> _Dataset entries_:
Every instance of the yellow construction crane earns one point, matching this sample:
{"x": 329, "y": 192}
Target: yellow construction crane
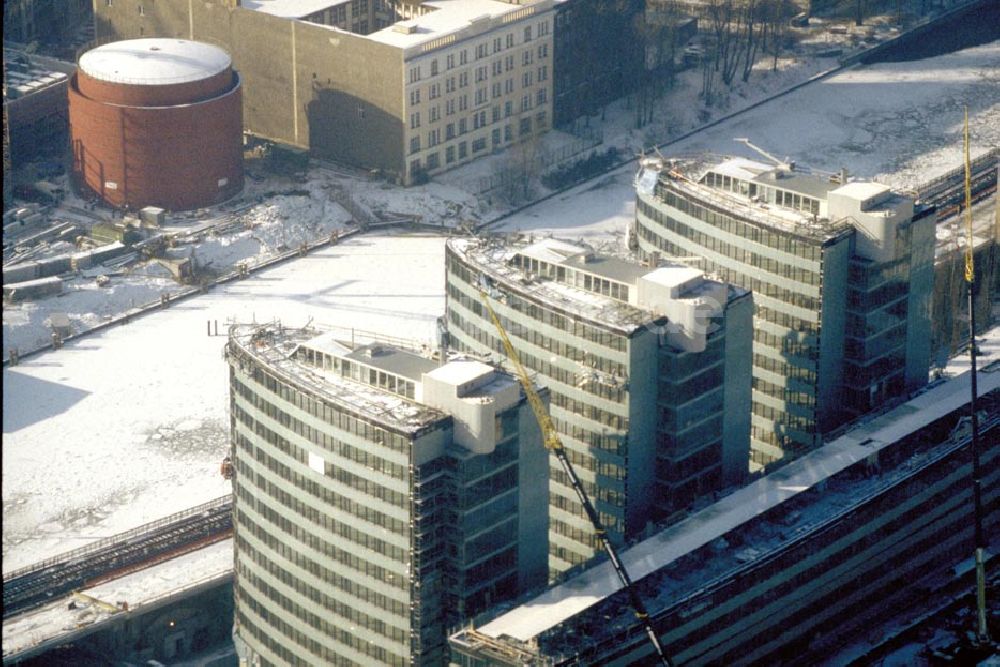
{"x": 550, "y": 437}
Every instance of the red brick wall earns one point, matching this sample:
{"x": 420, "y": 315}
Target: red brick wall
{"x": 167, "y": 156}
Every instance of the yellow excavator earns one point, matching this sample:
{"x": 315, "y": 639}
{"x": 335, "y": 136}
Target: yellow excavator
{"x": 550, "y": 437}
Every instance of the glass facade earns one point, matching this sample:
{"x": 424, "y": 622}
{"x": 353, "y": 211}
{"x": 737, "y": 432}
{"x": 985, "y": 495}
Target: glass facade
{"x": 591, "y": 371}
{"x": 804, "y": 381}
{"x": 348, "y": 551}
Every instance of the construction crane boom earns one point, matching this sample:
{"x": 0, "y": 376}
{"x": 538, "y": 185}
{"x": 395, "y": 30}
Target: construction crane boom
{"x": 550, "y": 437}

> _What the task requires_: Copy the material word for word, from the line containing "Every instance of the construction" through the last line of the material.

> _Task solution_:
Every instance of the construction crane boom earns one point, matching this sample:
{"x": 0, "y": 376}
{"x": 538, "y": 185}
{"x": 395, "y": 30}
Target: construction crane boom
{"x": 550, "y": 437}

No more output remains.